→ **WHAT YOU WILL DO**:
What does the information page below on the Grube Roter Bär mine say about the fee?

→ **TEXT SECTION**:
________
Lehrbergwerk Grube Roter Bär


Useful Information

Location: Roter Bär 1, 37444 Sankt Andreasberg im Harz.
A7 exit Seesen, B243 to Herzberg am Harz, turn left to St. Andreasberg.
(51.712236, 10.527608)
Open: APR to OCT Sat 14.
[2023]
Fee: donations welcome.
[2023]
Classification: MineIron Mine
Light: electric miners lamps provided
Dimension:
Guided tours: L=200 m, D=60 min, VR=0 m, St=0, V=500/a.
________
→ **RECORDED DATA**:
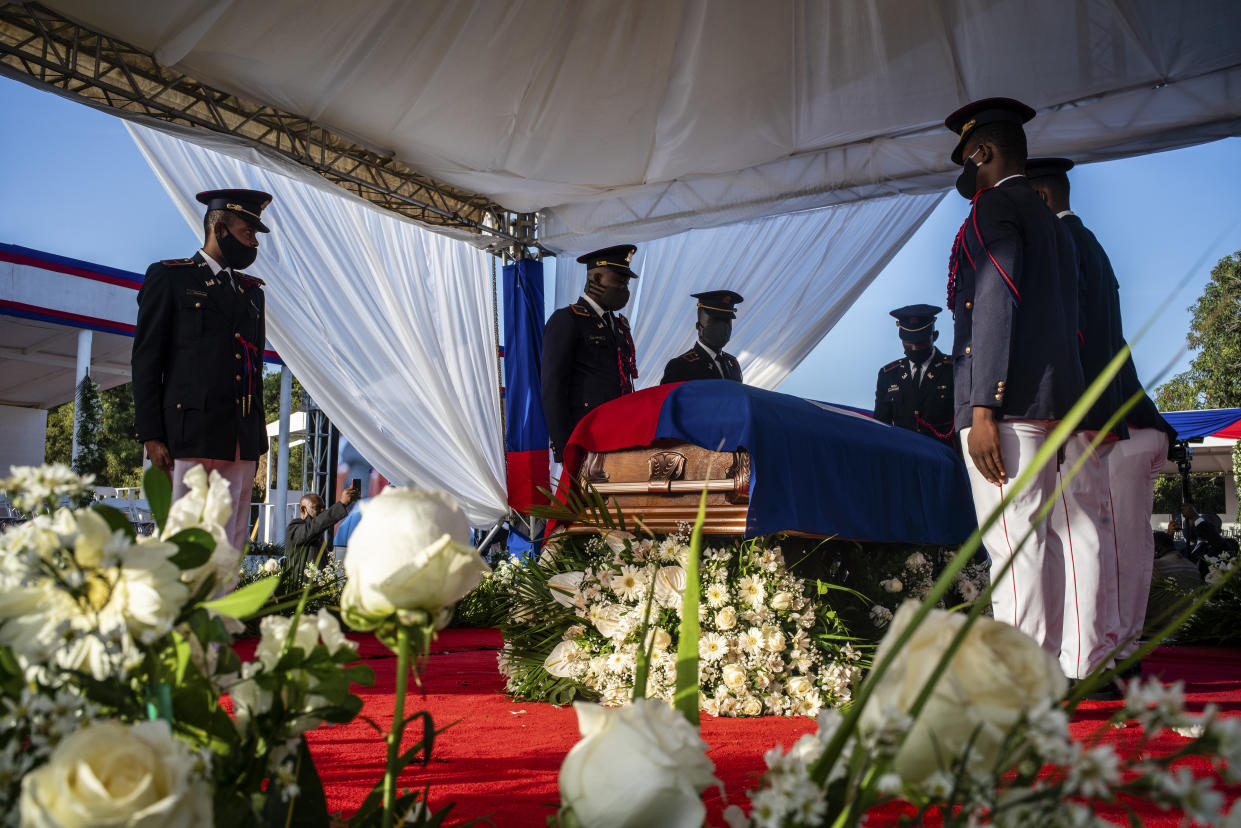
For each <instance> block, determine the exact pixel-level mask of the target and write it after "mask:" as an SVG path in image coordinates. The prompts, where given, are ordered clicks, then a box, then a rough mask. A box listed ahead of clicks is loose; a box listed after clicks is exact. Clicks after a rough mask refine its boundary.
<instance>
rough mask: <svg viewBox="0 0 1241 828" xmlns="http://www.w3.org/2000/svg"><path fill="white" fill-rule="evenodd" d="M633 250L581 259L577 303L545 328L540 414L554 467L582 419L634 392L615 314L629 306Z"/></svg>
mask: <svg viewBox="0 0 1241 828" xmlns="http://www.w3.org/2000/svg"><path fill="white" fill-rule="evenodd" d="M637 250H638V248H637V247H634V246H633V245H617V246H616V247H606V248H603V250H598V251H594V252H593V253H587V254H586V256H580V257H578V258H577V261H578V263H581V264H585V266H586V288H585V289H583V290H582V295H581V298H578V300H577V302H575V303H573V304H571V305H568V307H567V308H560V309H558V310H556V312H555V313H553V314H552V315H551V318H550V319H549V320H547V326H546V328H545V329H544V346H542V372H541V380H542V402H544V416H545V417H546V418H547V434H549V436H550V437H551V447H552V454H553V457H555V459H556V462H557V463H560V462H562V457H563V452H565V444H566V443H568V437H570V434H572V433H573V428H575V427H576V426H577V423H578V422H580V421H581V420H582V417H585V416H586V415H587V413H589V412H591V411H593V410H594V408H598V407H599V406H601V405H603V403H604V402H608V401H611V400H616V398H617V397H619V396H620V395H624V394H629V392H630V391H633V381H634V380H635V379H638V362H637V359H635V355H634V349H633V335H632V334H630V333H629V320H628V319H625V318H624V315H622V314H619V313H617V312H618V310H620V308H623V307H625V305H627V304H628V303H629V279H637V278H638V274H637V273H634V272H633V271H632V269H629V262H632V261H633V254H634V252H637Z"/></svg>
________
→ **ANSWER TO THIS PROBLEM**:
Donations are welcome.